→ **Image point grounding data**:
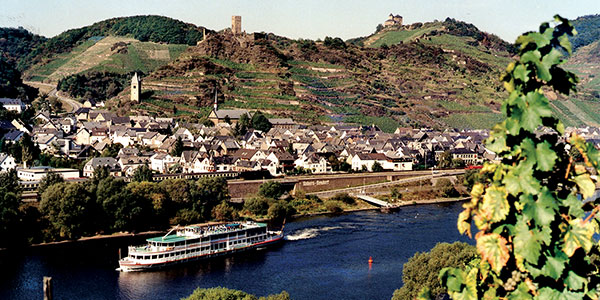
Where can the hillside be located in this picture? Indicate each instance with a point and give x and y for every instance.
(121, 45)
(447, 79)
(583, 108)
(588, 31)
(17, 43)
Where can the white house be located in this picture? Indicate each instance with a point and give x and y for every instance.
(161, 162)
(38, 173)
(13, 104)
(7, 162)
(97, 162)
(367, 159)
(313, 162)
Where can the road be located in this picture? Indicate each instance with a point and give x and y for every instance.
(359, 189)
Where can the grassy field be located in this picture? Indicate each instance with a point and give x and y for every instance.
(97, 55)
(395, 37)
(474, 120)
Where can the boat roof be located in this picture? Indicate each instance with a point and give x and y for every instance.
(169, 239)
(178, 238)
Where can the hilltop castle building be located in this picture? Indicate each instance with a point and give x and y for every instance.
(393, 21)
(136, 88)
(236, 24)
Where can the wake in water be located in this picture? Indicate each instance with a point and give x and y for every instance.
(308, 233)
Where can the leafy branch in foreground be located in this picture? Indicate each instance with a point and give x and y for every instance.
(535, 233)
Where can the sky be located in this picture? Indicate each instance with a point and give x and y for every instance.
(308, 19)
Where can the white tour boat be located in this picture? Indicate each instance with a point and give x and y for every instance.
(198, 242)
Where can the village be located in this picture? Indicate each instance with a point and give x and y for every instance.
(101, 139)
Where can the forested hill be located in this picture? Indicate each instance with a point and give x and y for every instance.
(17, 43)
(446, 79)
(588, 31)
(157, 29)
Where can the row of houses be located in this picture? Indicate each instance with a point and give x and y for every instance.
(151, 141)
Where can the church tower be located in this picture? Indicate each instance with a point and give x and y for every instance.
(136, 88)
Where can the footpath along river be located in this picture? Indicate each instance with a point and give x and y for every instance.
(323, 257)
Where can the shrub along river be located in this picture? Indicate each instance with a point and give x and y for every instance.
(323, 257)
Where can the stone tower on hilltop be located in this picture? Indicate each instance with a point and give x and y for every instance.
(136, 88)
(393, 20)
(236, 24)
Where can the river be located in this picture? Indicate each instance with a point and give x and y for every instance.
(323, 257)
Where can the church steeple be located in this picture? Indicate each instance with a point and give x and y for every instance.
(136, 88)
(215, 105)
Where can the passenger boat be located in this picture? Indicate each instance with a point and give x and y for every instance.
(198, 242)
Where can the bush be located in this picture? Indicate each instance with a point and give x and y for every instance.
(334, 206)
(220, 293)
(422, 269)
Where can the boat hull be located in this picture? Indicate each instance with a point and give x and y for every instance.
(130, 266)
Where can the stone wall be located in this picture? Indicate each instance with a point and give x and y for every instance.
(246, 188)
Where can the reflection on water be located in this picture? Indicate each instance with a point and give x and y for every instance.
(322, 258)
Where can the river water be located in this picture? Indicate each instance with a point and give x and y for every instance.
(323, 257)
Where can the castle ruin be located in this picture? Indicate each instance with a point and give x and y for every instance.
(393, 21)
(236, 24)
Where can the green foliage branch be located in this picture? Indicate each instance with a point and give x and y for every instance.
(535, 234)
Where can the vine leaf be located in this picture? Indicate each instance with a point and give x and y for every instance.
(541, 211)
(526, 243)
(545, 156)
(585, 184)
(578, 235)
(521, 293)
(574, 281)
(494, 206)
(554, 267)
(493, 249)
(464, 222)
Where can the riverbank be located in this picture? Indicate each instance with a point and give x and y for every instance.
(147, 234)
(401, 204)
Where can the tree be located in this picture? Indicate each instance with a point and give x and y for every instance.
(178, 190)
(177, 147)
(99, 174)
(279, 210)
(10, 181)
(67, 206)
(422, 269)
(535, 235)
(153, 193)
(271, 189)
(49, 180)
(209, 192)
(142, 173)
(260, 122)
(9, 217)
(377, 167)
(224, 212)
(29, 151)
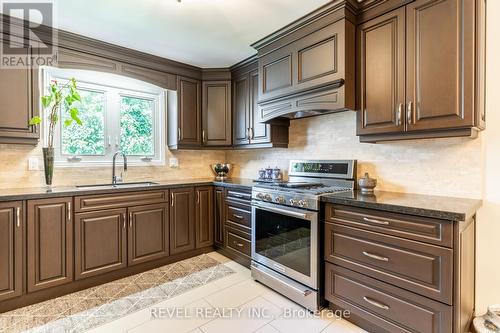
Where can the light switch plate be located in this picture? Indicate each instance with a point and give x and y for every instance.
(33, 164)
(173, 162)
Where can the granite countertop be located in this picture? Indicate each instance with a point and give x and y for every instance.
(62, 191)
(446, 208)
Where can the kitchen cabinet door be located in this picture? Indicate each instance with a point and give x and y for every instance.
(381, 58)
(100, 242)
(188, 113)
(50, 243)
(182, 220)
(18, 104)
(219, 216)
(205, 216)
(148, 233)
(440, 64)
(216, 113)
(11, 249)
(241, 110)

→ **What you have to do**:
Quote every record above exactly, leaving out any pictures.

→ **Exercise answer**:
Where can the hillside be located in this picture? Indicate each instance with a point and give x and y for every instance.
(121, 45)
(447, 79)
(583, 108)
(588, 31)
(17, 43)
Where can the white house be located in this picture? Indicate each instance with a point and give x and y for every instance.
(161, 162)
(38, 173)
(13, 104)
(7, 162)
(97, 162)
(367, 159)
(313, 162)
Where can the road be located in this picture? Indicate each instance with a point and give x and y for every instance.
(359, 189)
Where can the grassy field be located in this picture? Indicate each instance with a point and give x and y for every instance.
(97, 55)
(395, 37)
(474, 120)
Where can the boat roof be located in this picture? Indicate each instance with a point and give x and y for every instance.
(169, 239)
(178, 238)
Where can the hilltop castle building be located in this picture? Indicate each instance with a point and give x and y for every instance.
(393, 21)
(136, 88)
(236, 24)
Where can the wake in water be located in this picture? Indicate each instance with a point and give x and y for every instance.
(308, 233)
Where can the leafy branch in foreground be located in this picture? Indicate each instance with a point and give x and y for every instance.
(535, 233)
Where can the sky be located in this picture? Indicate each instance with a point and give x and y for every instance.
(308, 19)
Where can the white tour boat be located in this picture? Indicate each instance with a point and give x and y for every instance.
(198, 242)
Where can the village be located in this picture? Indicate each instance with a point and give x and y for every instance.
(101, 139)
Where can the forested hill be located in this picture? Indicate each instance with a point and give x and y for every instance.
(17, 43)
(446, 79)
(588, 31)
(157, 29)
Where can the row of houses be located in this picture? Indicate each instance with a point and give x and y for every instance.
(151, 141)
Where can the church tower be located in this picture? Indicate each instance with a point and give x and y for every instance.
(136, 88)
Where can the footpath along river be located in this picture? Indicate each instance with a point and give x and y for every instance.
(323, 257)
Where can the shrub along river be located in this picture? Indicate each instance with a point and give x and y for every instance.
(323, 257)
Where can the stone tower on hilltop be located in this picture? Indicate each instance with a point and give x and y for every instance.
(136, 88)
(393, 20)
(236, 24)
Where can the river be located in this picture? Indicate each instance with a point and give x and y for every instance.
(323, 257)
Where can the church steeple be located in this picture? Indicate each instance with a point and give x and y for every instance.
(136, 88)
(215, 105)
Where can the passenger boat be located in this picture? Indicate each instance with a point and give x and y for every instance.
(198, 242)
Where can the bush be located in this picture? Indicate each instance with a point and give x and y for every instance.
(334, 206)
(220, 293)
(422, 269)
Where can the boat hull be located in this picture? Indicate each instance with a point and give x and y for every instance.
(130, 266)
Where can the stone wall be located in this picture? Indicate each instance with a point and give x and y for every instance.
(246, 188)
Where can the reflection on water be located in this picture? Indicate each instance with a point and give x and y for every instance.
(322, 258)
Where can the river water be located in this picture? Indicate each instance with a point and give x and y for every instance.
(323, 257)
Where can the castle ruin be located in this picture? Indicate each instance with a point and give x and y for every instance.
(393, 21)
(236, 24)
Where can the green foliage branch be located in this picture? Indicate each instance with a point and give x and y for every instance.
(535, 234)
Where can the vine leaf be located in this picture? Indicate each instance with a point and give x and y for every instance.
(541, 211)
(526, 243)
(545, 156)
(585, 184)
(578, 235)
(521, 293)
(574, 281)
(494, 206)
(554, 267)
(493, 249)
(464, 222)
Where can the riverbank be located in this picture? Indicate each instance with a point and give x and y for every instance.
(147, 234)
(401, 204)
Where can the tree be located in this picture? Indicate each instance with a point and give x and y for every instance.
(178, 190)
(177, 147)
(99, 174)
(279, 210)
(10, 181)
(67, 206)
(422, 269)
(535, 235)
(153, 193)
(271, 189)
(49, 180)
(209, 192)
(142, 173)
(260, 122)
(9, 217)
(377, 167)
(224, 212)
(29, 151)
Where can the light switch plate be located in this picture? Indicate each instance with a point and give x and y for every instance.
(33, 164)
(173, 162)
Where can the granite countertop be located in this picture? Indicate each instance with a point and give x and y for every instance.
(62, 191)
(446, 208)
Where can the kitchen cabinet door be located in this picture? Indicate each instance with a point and give x and y for every instance.
(381, 58)
(100, 242)
(188, 113)
(50, 243)
(182, 220)
(18, 104)
(219, 216)
(205, 216)
(148, 233)
(440, 64)
(216, 113)
(11, 249)
(241, 110)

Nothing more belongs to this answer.